── Records for the exercise

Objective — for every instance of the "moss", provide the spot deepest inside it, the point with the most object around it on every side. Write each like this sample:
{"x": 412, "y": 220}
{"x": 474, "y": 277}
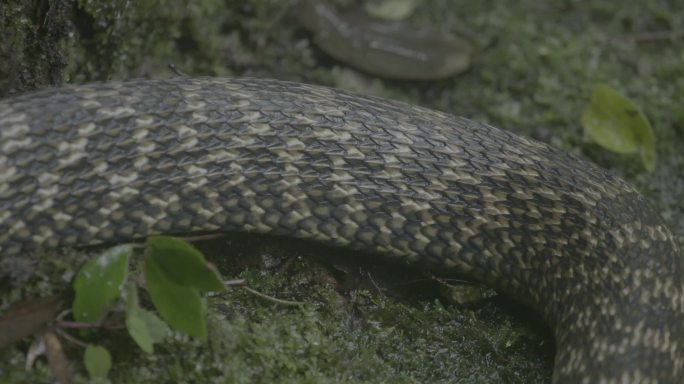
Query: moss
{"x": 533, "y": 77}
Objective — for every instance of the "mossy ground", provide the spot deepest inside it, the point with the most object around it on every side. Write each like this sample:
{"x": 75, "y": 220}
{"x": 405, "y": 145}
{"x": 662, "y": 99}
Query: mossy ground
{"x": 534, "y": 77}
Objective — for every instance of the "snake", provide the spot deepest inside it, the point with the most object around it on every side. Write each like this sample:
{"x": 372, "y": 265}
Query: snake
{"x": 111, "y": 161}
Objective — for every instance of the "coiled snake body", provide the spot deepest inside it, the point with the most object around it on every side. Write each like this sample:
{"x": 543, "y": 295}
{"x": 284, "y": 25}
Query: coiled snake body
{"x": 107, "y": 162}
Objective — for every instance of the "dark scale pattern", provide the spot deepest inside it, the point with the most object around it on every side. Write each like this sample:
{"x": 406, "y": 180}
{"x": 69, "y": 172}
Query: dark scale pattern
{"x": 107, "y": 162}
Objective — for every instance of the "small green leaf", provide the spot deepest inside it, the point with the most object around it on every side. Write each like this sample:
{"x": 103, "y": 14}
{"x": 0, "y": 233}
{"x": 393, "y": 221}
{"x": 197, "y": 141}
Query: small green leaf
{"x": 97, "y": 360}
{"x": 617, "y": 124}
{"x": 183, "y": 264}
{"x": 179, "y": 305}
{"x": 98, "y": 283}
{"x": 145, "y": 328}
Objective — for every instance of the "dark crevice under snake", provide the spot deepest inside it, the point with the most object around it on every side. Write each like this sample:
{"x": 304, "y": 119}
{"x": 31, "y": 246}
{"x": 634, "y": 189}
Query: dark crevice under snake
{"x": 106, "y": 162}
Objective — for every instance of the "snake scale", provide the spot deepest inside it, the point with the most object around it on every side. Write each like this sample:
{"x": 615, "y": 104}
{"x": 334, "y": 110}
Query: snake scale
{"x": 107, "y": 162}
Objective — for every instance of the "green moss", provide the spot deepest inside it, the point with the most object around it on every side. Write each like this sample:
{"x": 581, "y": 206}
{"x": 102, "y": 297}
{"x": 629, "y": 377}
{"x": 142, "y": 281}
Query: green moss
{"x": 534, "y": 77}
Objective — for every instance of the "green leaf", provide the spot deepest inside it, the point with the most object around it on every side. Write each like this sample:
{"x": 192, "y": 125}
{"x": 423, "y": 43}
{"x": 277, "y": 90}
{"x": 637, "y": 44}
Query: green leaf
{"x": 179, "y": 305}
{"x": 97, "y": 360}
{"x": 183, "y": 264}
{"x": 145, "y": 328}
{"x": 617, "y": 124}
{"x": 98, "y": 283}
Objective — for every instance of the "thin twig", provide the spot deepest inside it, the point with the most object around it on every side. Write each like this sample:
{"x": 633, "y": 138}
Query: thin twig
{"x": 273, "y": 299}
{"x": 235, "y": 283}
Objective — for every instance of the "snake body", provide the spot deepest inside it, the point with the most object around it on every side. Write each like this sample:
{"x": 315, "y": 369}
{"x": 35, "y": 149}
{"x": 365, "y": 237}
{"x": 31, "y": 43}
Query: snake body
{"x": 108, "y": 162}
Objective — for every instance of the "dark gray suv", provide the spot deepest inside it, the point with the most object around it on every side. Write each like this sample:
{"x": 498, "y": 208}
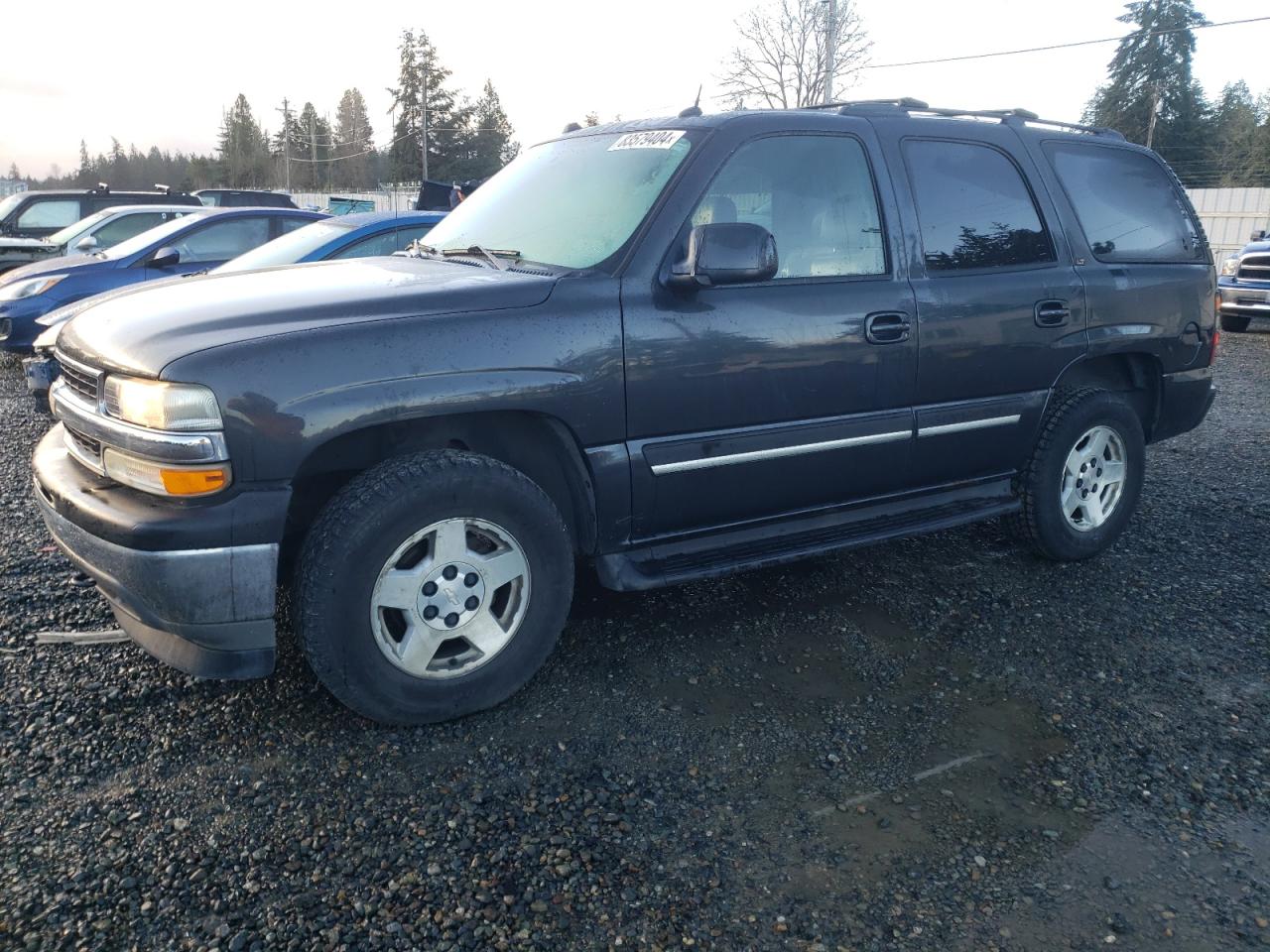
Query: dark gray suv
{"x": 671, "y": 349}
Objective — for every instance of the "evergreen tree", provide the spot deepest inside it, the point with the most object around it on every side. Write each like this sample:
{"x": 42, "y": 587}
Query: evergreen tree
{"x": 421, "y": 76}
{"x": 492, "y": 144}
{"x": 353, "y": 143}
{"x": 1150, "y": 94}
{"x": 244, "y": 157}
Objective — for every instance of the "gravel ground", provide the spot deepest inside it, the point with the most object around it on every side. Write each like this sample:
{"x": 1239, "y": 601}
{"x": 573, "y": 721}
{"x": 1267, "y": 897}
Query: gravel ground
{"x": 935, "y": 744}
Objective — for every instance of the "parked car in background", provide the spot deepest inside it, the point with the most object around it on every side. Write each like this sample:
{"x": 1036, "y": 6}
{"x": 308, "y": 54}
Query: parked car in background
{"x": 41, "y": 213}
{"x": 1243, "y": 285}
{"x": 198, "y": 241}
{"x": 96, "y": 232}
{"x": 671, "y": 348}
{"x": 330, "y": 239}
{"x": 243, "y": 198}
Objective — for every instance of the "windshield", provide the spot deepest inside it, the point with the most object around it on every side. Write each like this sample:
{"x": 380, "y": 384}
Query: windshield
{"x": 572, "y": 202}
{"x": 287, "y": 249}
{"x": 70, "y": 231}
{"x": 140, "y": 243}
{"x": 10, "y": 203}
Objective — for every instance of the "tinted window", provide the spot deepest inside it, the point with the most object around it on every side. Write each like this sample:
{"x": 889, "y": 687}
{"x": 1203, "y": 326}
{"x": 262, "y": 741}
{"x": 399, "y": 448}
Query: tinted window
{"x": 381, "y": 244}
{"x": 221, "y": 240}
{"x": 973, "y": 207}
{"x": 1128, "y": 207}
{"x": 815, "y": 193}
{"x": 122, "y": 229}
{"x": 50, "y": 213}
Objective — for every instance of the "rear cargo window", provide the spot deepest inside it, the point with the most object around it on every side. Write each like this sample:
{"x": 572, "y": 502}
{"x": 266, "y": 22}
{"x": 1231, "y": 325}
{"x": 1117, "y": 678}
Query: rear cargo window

────

All preceding records should be duplicated verbatim, images excepted.

Completed task>
Objective — for every instance of the "moss", provide the spot deepest inside it, the point with the most object around it on every side. Write each like this sample:
{"x": 412, "y": 220}
{"x": 474, "y": 277}
Query: moss
{"x": 533, "y": 77}
Objective — for every instance of the "mossy ground", provide the spot deepest inside it, the point with the most object around it on every side. Write each like this sample:
{"x": 75, "y": 220}
{"x": 405, "y": 145}
{"x": 662, "y": 99}
Query: mossy ground
{"x": 534, "y": 77}
Objective — for every instance of the "snake", provide the spot deepest inside it, the point with the most object around it on every side. Write each like this sample:
{"x": 372, "y": 265}
Query: snake
{"x": 111, "y": 161}
Objective — for every instance of the "coiled snake body", provide the spot deepest inside it, the point with the most object around it on every side. Write each like this sample:
{"x": 543, "y": 295}
{"x": 284, "y": 25}
Query: coiled snake body
{"x": 107, "y": 162}
Objective — for every instance of the "dark scale pattern", provide the spot deepest inside it, the point with the most object around it on every side. Write each like this sample:
{"x": 406, "y": 180}
{"x": 69, "y": 172}
Query: dark scale pattern
{"x": 107, "y": 162}
Objective — for every instance of the "small green leaf", provide the spot deepest inside it, the point with the most object around it on every side. Write each like this sample:
{"x": 103, "y": 14}
{"x": 0, "y": 233}
{"x": 393, "y": 221}
{"x": 197, "y": 141}
Query: small green leaf
{"x": 97, "y": 360}
{"x": 617, "y": 124}
{"x": 183, "y": 264}
{"x": 179, "y": 305}
{"x": 98, "y": 283}
{"x": 145, "y": 328}
Objective — for every instance of the "dark crevice under snake", provide the spot deepest inside it, the point with the most object around it on every side. Write each like this sample:
{"x": 304, "y": 119}
{"x": 31, "y": 246}
{"x": 634, "y": 189}
Query: dark crevice under snake
{"x": 106, "y": 162}
Objective — for every instance of the "snake scale", provide the spot deepest inside it, the point with the most object around it on every side. Write each like this sample:
{"x": 615, "y": 104}
{"x": 334, "y": 110}
Query: snake scale
{"x": 107, "y": 162}
Objective — for every instance of the "green moss", provide the spot deepest inside it, the point with the most object around it on every side. Write each like this sample:
{"x": 581, "y": 206}
{"x": 102, "y": 297}
{"x": 629, "y": 377}
{"x": 142, "y": 281}
Query: green moss
{"x": 534, "y": 77}
Objective — for every instance of the "green leaf", provide the spot deepest inside it, the point with the most object around it on every side. Write each like this sample:
{"x": 192, "y": 125}
{"x": 423, "y": 43}
{"x": 277, "y": 90}
{"x": 637, "y": 44}
Query: green leaf
{"x": 179, "y": 305}
{"x": 97, "y": 360}
{"x": 183, "y": 264}
{"x": 145, "y": 328}
{"x": 617, "y": 124}
{"x": 98, "y": 283}
Objective — for every instance of the "thin twig", provide the spot deepest inside it, the point with the most object around it on every side. Write each like this sample:
{"x": 633, "y": 138}
Query: thin twig
{"x": 273, "y": 299}
{"x": 235, "y": 283}
Objective — for every instance of the "snake body", provide the spot deepest inside it, the point with the most object around it on every side. Write each like this sample:
{"x": 315, "y": 369}
{"x": 35, "y": 149}
{"x": 365, "y": 237}
{"x": 31, "y": 43}
Query: snake body
{"x": 108, "y": 162}
Objective — for every instance of the "dark gray suv", provide the spot deepest inside it, the point with the most object around it on every side. Write each like this sample:
{"x": 498, "y": 208}
Query: dark gray suv
{"x": 671, "y": 349}
Objective — for every instance of the "evergreen tree", provide the spot deepest inside it, the point with the most object around it on every side. Write each like this sample:
{"x": 42, "y": 587}
Query: evergreen tree
{"x": 421, "y": 76}
{"x": 492, "y": 144}
{"x": 353, "y": 143}
{"x": 1150, "y": 94}
{"x": 244, "y": 157}
Objective — for every instance of the "gravel ground", provide the spot deepest inside it, the point with the most object around it on every side. Write each like this sample:
{"x": 1239, "y": 601}
{"x": 573, "y": 721}
{"x": 1267, "y": 897}
Query: gravel ground
{"x": 935, "y": 744}
Objective — for every instance of the "parked car in background", provide the spot deepest inside it, the point with the most object around it on every side. Write each like this sample:
{"x": 1036, "y": 6}
{"x": 308, "y": 54}
Query: parked car in background
{"x": 41, "y": 213}
{"x": 1243, "y": 285}
{"x": 198, "y": 241}
{"x": 96, "y": 232}
{"x": 671, "y": 348}
{"x": 330, "y": 239}
{"x": 243, "y": 198}
Objective — for every instance of the "windshield", provide the spot deepest inside it, the point with the most object around it on every side. Write each like this sample:
{"x": 380, "y": 384}
Query: windshield
{"x": 572, "y": 202}
{"x": 287, "y": 249}
{"x": 70, "y": 231}
{"x": 140, "y": 243}
{"x": 10, "y": 203}
Objective — for every instance of the "tinted window", provide the spot deepest inside it, the point with the most object around it on every side. Write each like this sample:
{"x": 889, "y": 687}
{"x": 1203, "y": 326}
{"x": 262, "y": 741}
{"x": 399, "y": 448}
Query: tinted window
{"x": 381, "y": 244}
{"x": 221, "y": 240}
{"x": 973, "y": 207}
{"x": 1128, "y": 207}
{"x": 815, "y": 193}
{"x": 122, "y": 229}
{"x": 50, "y": 213}
Objective — for every instance of the "rear cargo window", provide the spot deepest inside it, the point with the most object around it on every side. Write each like this sample:
{"x": 572, "y": 502}
{"x": 266, "y": 22}
{"x": 1231, "y": 325}
{"x": 1117, "y": 678}
Query: rear cargo window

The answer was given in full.